- _Assigned task A_:
Repeat a passage from the article about KUB's broadband plan word for word, beginning at the words "UNION COUNTY, Tenn." and stopping after the words "council member abstaining.".
- _Assigned task B_:
Pick up the article about KUB's broadband plan after its last sentence and continue writing it.

- _Excerpt provided_:
================
UNION COUNTY, Tenn. — Comcast representatives, community leaders and KUB members gathered for a Knoxville City Council meeting that lasted until late Tuesday night. The main item on the agenda was whether to approve KUB's plan to provide high-speed internet for its customers, an alternative to internet access from private companies.
Union County Mayor Jason Bailey spoke up in favor of the KUB Broadband proposal at the meeting, and the vote passed 8-0 with one council member abstaining.
Bailey said a number of his residents closest to Norris Lake do not have access to the internet, though he did not have exact data. Those residents may have access to satellite internet, but Bailey said those speeds are less than what dial-up offers may not be able to handle the demands of video calls or online learning.
All of those residents who have KUB electricity would be eligible for gigabit internet through the fiber broadband system KUB proposed. They said they plan to build off its existing fiber optic cables to distribute equally fast upload and download speeds.
"With broadband internet coming from them, it's going to be a game-changer for us," Bailey said. "We can literally connect every single resident in Union County with fiber internet, which again will be a game-changer for Union County."
At the beginning of the pandemic, Union County Schools students had to attend school via Zoom, logging in for lessons. The county distributed Chromebooks to every child, but Bailey said those were useless for students who did not have internet access at home.
================
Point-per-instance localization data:
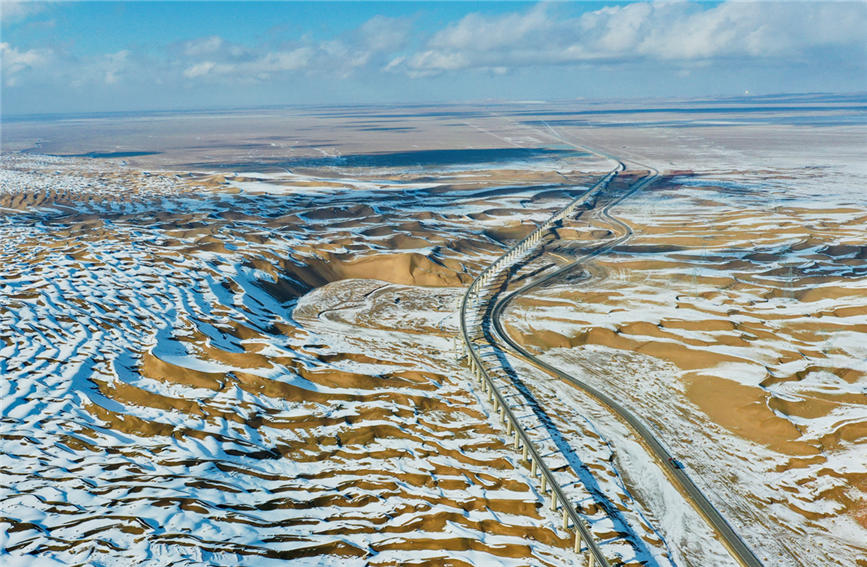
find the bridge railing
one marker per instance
(530, 454)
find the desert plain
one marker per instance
(231, 338)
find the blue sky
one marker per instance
(111, 56)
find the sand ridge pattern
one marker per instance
(193, 379)
(735, 322)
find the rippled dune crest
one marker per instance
(735, 323)
(209, 374)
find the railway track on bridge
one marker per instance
(480, 319)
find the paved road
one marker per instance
(672, 468)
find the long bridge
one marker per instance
(482, 332)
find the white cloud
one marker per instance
(15, 11)
(255, 68)
(664, 31)
(14, 62)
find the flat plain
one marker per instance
(231, 337)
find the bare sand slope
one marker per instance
(736, 323)
(243, 370)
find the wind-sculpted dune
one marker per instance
(734, 322)
(224, 371)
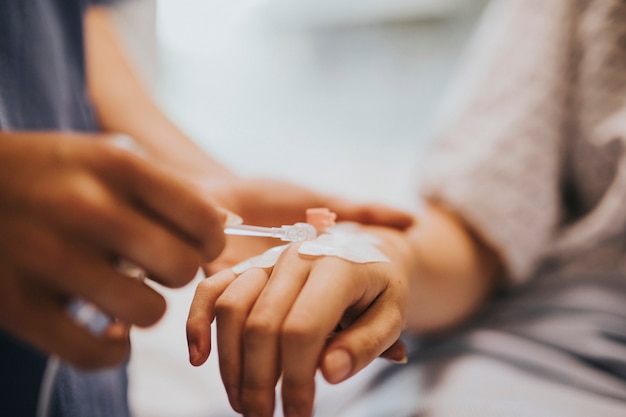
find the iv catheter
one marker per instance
(292, 233)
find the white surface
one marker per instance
(344, 110)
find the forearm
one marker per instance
(453, 272)
(123, 105)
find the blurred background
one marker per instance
(338, 95)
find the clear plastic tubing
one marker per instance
(292, 233)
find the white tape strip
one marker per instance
(342, 241)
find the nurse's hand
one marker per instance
(71, 208)
(282, 322)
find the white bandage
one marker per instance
(342, 241)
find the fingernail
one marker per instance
(400, 361)
(291, 411)
(193, 353)
(233, 398)
(231, 219)
(338, 365)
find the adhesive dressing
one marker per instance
(342, 241)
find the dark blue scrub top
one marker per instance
(42, 87)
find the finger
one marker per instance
(313, 317)
(84, 272)
(177, 204)
(202, 313)
(91, 278)
(396, 352)
(231, 311)
(166, 257)
(350, 350)
(46, 325)
(262, 333)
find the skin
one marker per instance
(270, 323)
(72, 205)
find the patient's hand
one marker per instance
(266, 202)
(282, 322)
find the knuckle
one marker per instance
(178, 268)
(227, 305)
(150, 311)
(260, 327)
(299, 332)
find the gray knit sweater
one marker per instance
(533, 158)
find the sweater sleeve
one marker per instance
(498, 162)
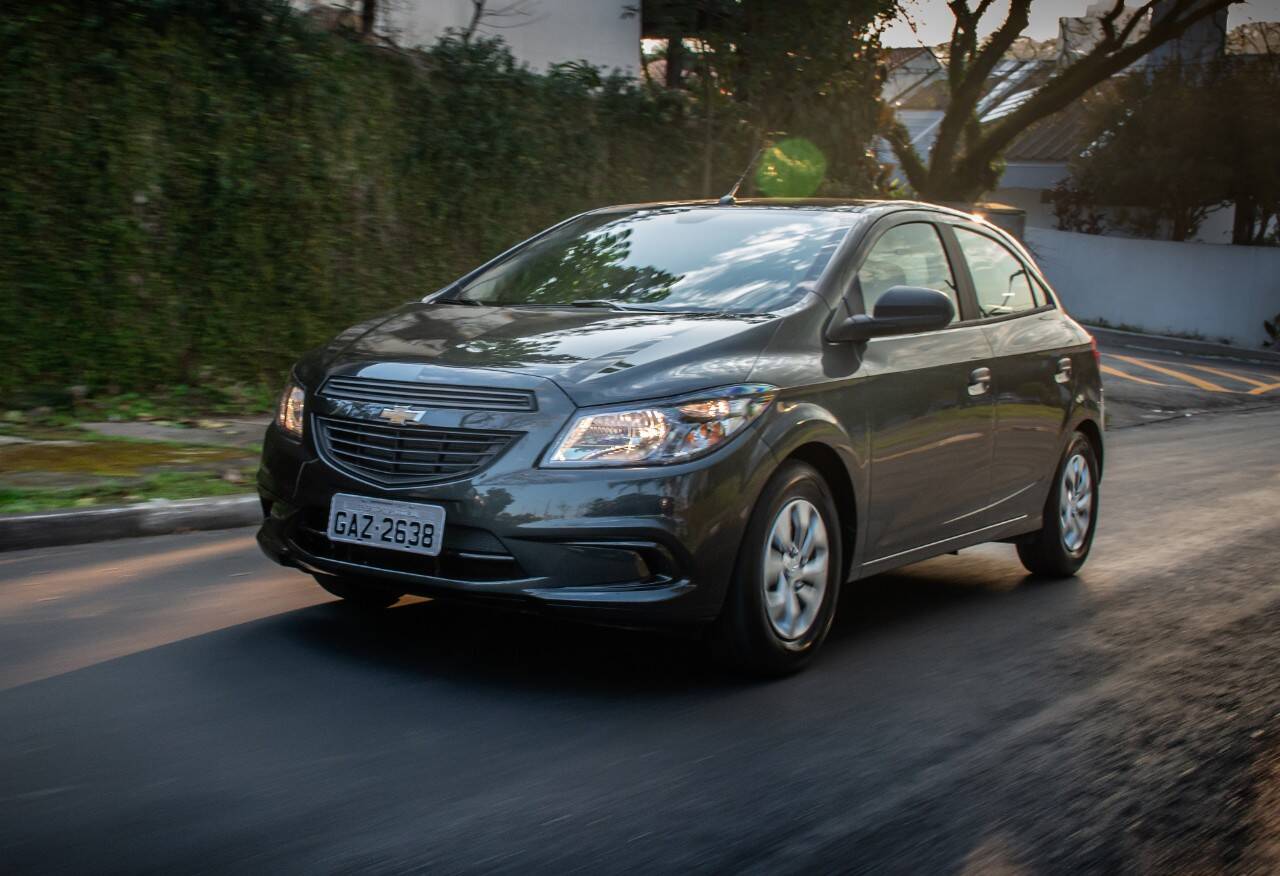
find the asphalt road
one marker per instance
================
- _Exercise output A_:
UNION COUNTY, Tenn. — Comcast representatives, community leaders and KUB members gathered for a Knoxville City Council meeting that lasted until late Tuesday night. The main item on the agenda was whether to approve KUB's plan to provide high-speed internet for its customers, an alternative to internet access from private companies.
Union County Mayor Jason Bailey spoke up in favor of the KUB Broadband proposal at the meeting, and the vote passed 8-0 with one council member abstaining.

- _Exercise output B_:
"It's hard for children to take a Chromebook home and learn from that if they don't have internet," Bailey said.
Union County is not the only place without internet access. A map provided by KUB shows the places where internet download speeds are less than 25 megabits-per-second and upload speeds are less than 3 megabits-per-second, according to the Federal Communications Commission.
KUB's plan includes a 3% rate increase per year over the next three years for all KUB customers, regardless of whether they choose to get internet through them.
Bailey said his constituents are okay with a rate hike.
"That's really not been a big concern here in the area," Bailey said. "When they really weigh the cost of what they would pay for internet access being satellite or whatever it may be in the rural areas, really the rate increase is not as much as they would pay for that."
KUB said their plan could take around 7 years to fully roll out.